The reply should hold every record, copied exactly, and none of the pictures.

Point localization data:
·····
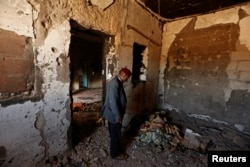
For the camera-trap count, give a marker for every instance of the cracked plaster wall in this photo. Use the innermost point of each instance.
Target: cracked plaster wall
(205, 65)
(36, 128)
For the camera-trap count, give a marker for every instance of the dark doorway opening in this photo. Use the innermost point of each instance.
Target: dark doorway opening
(87, 49)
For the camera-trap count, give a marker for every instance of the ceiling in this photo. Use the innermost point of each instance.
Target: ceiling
(172, 9)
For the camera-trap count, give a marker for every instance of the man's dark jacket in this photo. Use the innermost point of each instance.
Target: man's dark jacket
(115, 101)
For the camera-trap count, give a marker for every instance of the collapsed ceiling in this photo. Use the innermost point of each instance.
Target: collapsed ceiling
(172, 9)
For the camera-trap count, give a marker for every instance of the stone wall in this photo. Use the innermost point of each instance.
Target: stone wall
(205, 65)
(36, 125)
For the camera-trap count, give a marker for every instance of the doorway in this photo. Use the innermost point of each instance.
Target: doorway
(87, 66)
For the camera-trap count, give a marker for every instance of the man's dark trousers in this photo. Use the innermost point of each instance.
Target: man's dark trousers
(115, 138)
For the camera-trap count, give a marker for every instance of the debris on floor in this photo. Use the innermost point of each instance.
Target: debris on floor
(159, 132)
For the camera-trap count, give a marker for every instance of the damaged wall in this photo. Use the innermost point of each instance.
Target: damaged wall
(142, 95)
(34, 110)
(205, 65)
(35, 125)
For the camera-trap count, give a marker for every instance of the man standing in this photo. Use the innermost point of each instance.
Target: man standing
(113, 111)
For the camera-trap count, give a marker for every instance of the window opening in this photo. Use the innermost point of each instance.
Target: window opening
(140, 63)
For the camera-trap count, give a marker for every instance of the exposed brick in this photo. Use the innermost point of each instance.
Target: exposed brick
(244, 66)
(11, 44)
(240, 56)
(232, 74)
(244, 76)
(232, 66)
(16, 69)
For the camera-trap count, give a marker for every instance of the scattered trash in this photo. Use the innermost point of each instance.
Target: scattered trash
(159, 132)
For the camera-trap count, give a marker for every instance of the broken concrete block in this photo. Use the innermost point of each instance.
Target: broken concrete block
(102, 3)
(194, 141)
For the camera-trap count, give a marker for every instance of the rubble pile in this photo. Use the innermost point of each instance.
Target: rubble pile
(157, 131)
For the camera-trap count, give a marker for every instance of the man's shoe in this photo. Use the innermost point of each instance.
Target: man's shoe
(121, 157)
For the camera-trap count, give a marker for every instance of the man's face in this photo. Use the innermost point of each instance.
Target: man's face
(124, 77)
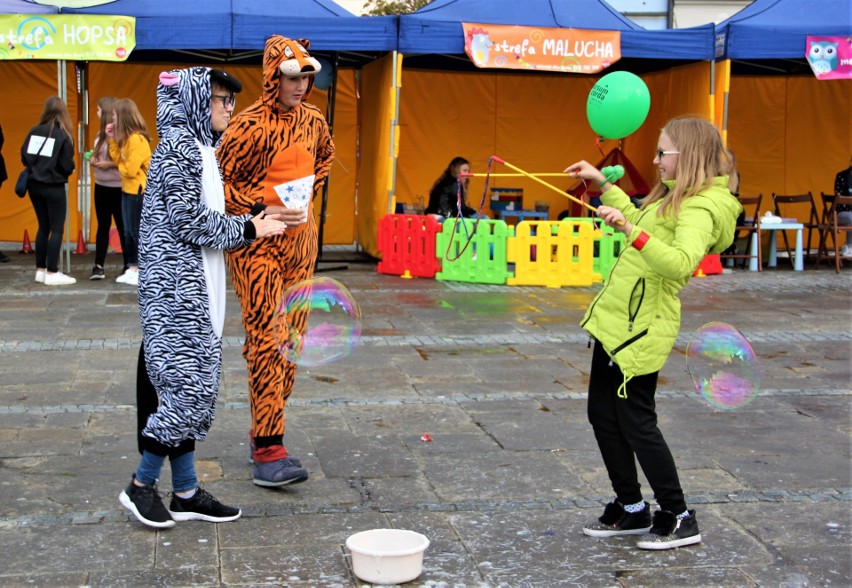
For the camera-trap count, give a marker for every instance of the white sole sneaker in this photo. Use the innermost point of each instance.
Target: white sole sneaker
·····
Result:
For the camera-trap count, give a marker for every instance of the cracked plaster wall in this photo. Use the innermost point of each instance.
Target: cracked plaster wall
(205, 65)
(36, 128)
For the camera-trap count, give a marker for every instance of the dark doorway opening in this photo. Use the innermost point of each instance.
Target: dark doorway opening
(87, 49)
For the camera-trap count, give a marker for every instance of the ceiling in this photo. Use the innermost point of each instance.
Target: ceiling
(172, 9)
For the camera-trap count, give a marker for every instance of the man's dark jacket in this photo. Use the innermost point of each instance.
Target: man's dark jacket
(115, 101)
For the camera-trap count, give a marker for every instance of the collapsed ceiling in this photo. Use the innermost point of each instance.
Target: collapsed ceiling
(172, 9)
For the camera-trap count, give a marker for every instance of the stone wall in this photo. Use the innermost point of each instance.
Target: stone wall
(205, 65)
(36, 125)
For the camera-trap count, give a marker for every instance of the doorway in this photo. Use the innermost point of each instance.
Target: doorway
(87, 66)
For the camera-trap count, give a marker for every instance of the man's dark trousers in this photo. Use the innermost point of each instance.
Target: man's dark trousers
(115, 138)
For the camera-trap count, give a marker for every instance of the debris on floor in this photo. Use the innermost point of each instance.
Target: debris on floor
(159, 132)
For the camera-trap count, give a marker for every instance of the damaged wall in this photo. Use the innermost point of each instance.
Target: damaged wall
(142, 95)
(34, 110)
(205, 65)
(35, 125)
For the camera-trap count, give a marker for every instance of the man standing in this photo. Use the innermost point of each instance.
Target: man standing
(113, 111)
For the camera-trap count, give a marker for every instance of the window opening in this photo. Use the innermost point of each instance.
Target: window opening
(140, 63)
For the camera-trap count, give a marker for every instance of the exposed brick in this photo. Use the innermost point of each instance.
Target: exposed brick
(244, 66)
(11, 44)
(240, 56)
(232, 74)
(244, 76)
(232, 66)
(16, 69)
For the camera-trap count, give a marker for every instance of the scattered trash in this photo. Use the innermost point of each instance.
Target: scattered trash
(159, 132)
For the camera-trap count, give a marker for every instance of the broken concrete block in this photo. Use the innermost point of each instance.
Target: broken concrete block
(102, 3)
(194, 141)
For the camera-trap count, give a marker for every instance of the rubble pile in this photo. Use the innermost point of each instance.
Target: rubble pile
(157, 131)
For the camera-trap count, give a marker for every instance of the man's shoe in this photo. Use the innermost point of each instance.
Target: man's shoe
(121, 157)
For the camera-trap count, give a marker for every instance of the man's face in this photo. Use the innermost point of each instance.
Target: man's face
(124, 77)
For the camera-trap count, give a marker for every instance of the white sole sneaker in this photo. Use the innermost point of each instance.
Target: white sole sneaker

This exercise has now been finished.